Information given Start Marker

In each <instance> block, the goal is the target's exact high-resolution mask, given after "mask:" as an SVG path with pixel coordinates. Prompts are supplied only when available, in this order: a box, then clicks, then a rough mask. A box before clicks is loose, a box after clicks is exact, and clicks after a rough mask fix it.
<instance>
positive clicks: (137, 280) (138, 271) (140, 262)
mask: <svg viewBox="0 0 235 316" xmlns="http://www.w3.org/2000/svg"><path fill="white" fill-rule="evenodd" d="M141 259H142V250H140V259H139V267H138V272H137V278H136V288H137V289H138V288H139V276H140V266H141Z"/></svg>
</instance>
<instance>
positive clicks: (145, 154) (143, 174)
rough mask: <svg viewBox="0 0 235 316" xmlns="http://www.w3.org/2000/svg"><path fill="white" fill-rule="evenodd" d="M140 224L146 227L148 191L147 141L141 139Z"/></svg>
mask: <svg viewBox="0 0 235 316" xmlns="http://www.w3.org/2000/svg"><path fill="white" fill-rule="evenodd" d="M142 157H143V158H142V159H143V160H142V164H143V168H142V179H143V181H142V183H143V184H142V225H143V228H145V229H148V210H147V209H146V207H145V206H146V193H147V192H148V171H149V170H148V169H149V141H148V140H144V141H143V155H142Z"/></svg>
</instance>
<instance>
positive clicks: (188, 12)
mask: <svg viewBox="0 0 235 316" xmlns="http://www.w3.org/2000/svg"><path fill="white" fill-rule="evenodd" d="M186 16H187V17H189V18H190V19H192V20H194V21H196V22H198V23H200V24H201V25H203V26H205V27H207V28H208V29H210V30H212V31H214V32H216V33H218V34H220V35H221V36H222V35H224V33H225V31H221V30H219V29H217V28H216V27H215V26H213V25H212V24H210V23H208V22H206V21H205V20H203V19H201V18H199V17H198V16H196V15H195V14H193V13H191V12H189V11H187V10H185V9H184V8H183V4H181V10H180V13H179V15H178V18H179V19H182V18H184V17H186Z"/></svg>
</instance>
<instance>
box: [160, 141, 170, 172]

Information given End Marker

→ **Your task**: Only the lines from the one containing "positive clicks: (188, 12)" through the end of the listing should be copied, and they should be copied exactly.

→ **Response to this exercise**:
positive clicks: (188, 12)
mask: <svg viewBox="0 0 235 316" xmlns="http://www.w3.org/2000/svg"><path fill="white" fill-rule="evenodd" d="M186 16H187V17H189V18H190V19H192V20H194V21H196V22H198V23H200V24H201V25H203V26H205V27H207V28H208V29H210V30H212V31H214V32H216V33H218V34H220V35H221V36H222V35H224V33H225V31H221V30H219V29H217V28H216V27H215V26H213V25H212V24H210V23H208V22H206V21H205V20H203V19H201V18H199V17H198V16H196V15H195V14H193V13H191V12H189V11H187V10H185V9H184V8H183V4H181V10H180V13H179V15H178V18H179V19H182V18H184V17H186Z"/></svg>
</instance>
<instance>
box: [160, 141, 170, 172]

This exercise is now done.